## Recorded information
*** Block opens ***
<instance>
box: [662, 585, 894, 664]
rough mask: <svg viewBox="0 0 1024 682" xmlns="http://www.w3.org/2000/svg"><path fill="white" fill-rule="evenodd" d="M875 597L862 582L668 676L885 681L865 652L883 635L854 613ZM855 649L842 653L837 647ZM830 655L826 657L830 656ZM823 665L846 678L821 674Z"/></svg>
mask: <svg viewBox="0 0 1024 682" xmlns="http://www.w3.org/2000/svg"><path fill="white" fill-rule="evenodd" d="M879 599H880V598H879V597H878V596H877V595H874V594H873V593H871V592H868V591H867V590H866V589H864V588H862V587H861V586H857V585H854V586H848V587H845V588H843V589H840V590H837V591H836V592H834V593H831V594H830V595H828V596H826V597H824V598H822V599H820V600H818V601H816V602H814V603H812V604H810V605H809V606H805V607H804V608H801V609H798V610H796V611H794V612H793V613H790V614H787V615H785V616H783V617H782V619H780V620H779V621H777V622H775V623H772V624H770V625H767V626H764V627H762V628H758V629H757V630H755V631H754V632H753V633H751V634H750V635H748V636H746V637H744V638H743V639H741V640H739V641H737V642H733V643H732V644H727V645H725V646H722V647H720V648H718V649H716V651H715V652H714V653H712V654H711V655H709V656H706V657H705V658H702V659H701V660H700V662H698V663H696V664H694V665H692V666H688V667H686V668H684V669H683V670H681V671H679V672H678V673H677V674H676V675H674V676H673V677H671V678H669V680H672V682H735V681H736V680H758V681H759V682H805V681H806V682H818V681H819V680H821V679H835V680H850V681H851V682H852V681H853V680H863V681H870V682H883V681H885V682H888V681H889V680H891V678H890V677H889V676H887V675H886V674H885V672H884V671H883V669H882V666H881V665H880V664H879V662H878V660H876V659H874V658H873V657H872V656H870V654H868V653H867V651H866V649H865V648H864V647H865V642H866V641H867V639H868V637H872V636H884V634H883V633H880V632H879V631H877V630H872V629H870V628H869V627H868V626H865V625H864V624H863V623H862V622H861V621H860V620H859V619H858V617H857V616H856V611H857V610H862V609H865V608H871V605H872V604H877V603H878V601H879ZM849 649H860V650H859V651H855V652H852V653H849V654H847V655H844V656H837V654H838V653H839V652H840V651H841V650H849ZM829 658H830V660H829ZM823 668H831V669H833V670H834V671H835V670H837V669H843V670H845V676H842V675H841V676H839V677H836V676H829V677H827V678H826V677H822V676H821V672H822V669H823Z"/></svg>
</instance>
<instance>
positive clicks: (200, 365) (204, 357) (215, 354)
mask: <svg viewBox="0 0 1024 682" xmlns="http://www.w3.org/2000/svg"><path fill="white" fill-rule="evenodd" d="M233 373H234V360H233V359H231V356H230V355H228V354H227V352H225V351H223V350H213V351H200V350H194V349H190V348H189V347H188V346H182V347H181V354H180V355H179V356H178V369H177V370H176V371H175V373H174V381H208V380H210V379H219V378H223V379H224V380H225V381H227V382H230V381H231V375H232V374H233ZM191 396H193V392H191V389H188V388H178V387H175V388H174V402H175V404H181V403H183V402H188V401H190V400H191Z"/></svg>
*** Block closes ***
Please reproduce the whole listing exactly, omitting no line.

## Exercise output
<instance>
box: [662, 585, 894, 664]
rough mask: <svg viewBox="0 0 1024 682" xmlns="http://www.w3.org/2000/svg"><path fill="white" fill-rule="evenodd" d="M875 597L862 582L668 676L885 681L865 652L883 635L854 613ZM855 649L842 653L837 647ZM830 655L826 657L830 656ZM823 665L846 678L821 674Z"/></svg>
mask: <svg viewBox="0 0 1024 682" xmlns="http://www.w3.org/2000/svg"><path fill="white" fill-rule="evenodd" d="M879 599H880V598H879V597H878V596H877V595H874V594H873V593H871V592H868V591H867V590H866V589H864V588H862V587H861V586H857V585H854V586H848V587H845V588H843V589H840V590H837V591H836V592H834V593H831V594H830V595H828V596H826V597H824V598H822V599H820V600H818V601H816V602H814V603H812V604H810V605H809V606H805V607H804V608H801V609H798V610H796V611H794V612H793V613H790V614H787V615H785V616H783V617H782V619H780V620H779V621H777V622H775V623H772V624H770V625H767V626H764V627H762V628H758V629H757V630H755V631H754V632H753V633H751V634H750V635H748V636H746V637H744V638H743V639H741V640H739V641H737V642H733V643H732V644H727V645H725V646H722V647H720V648H718V649H716V651H715V652H714V653H712V654H711V655H709V656H706V657H705V658H702V659H701V660H700V662H698V663H696V664H694V665H692V666H688V667H686V668H684V669H683V670H681V671H679V672H678V673H677V674H676V675H674V676H673V677H671V678H669V680H672V682H735V681H736V680H758V681H759V682H805V681H806V682H818V681H819V680H821V679H835V680H850V681H851V682H852V681H853V680H863V681H870V682H883V681H885V682H888V681H889V680H891V678H890V677H889V676H887V675H886V674H885V672H884V671H883V669H882V666H881V665H880V664H879V662H878V660H876V659H874V658H873V657H872V656H870V654H868V653H867V651H866V649H865V648H864V647H865V642H866V641H867V639H868V637H872V636H884V634H883V633H880V632H879V631H877V630H872V629H870V628H869V627H868V626H865V625H864V624H863V623H862V622H861V621H860V620H859V619H858V617H857V616H856V611H857V610H862V609H865V608H871V605H872V604H877V603H878V601H879ZM849 649H860V650H859V651H855V652H852V653H849V654H847V655H844V656H837V654H838V653H839V652H840V651H841V650H849ZM829 658H830V660H829ZM823 668H831V669H833V670H834V671H835V670H837V669H843V670H845V676H842V675H841V676H839V677H836V676H829V677H827V678H826V677H822V676H821V672H822V669H823Z"/></svg>
</instance>
<instance>
positive clicks: (200, 365) (204, 357) (215, 354)
mask: <svg viewBox="0 0 1024 682" xmlns="http://www.w3.org/2000/svg"><path fill="white" fill-rule="evenodd" d="M233 373H234V360H233V359H231V356H230V355H228V354H227V352H225V351H223V350H213V351H200V350H194V349H190V348H189V347H188V346H182V347H181V354H180V355H179V356H178V369H177V370H176V371H175V373H174V381H208V380H210V379H219V378H223V379H224V380H225V381H227V382H230V381H231V375H232V374H233ZM191 396H193V392H191V389H188V388H178V387H175V388H174V402H175V404H181V403H183V402H188V401H190V400H191Z"/></svg>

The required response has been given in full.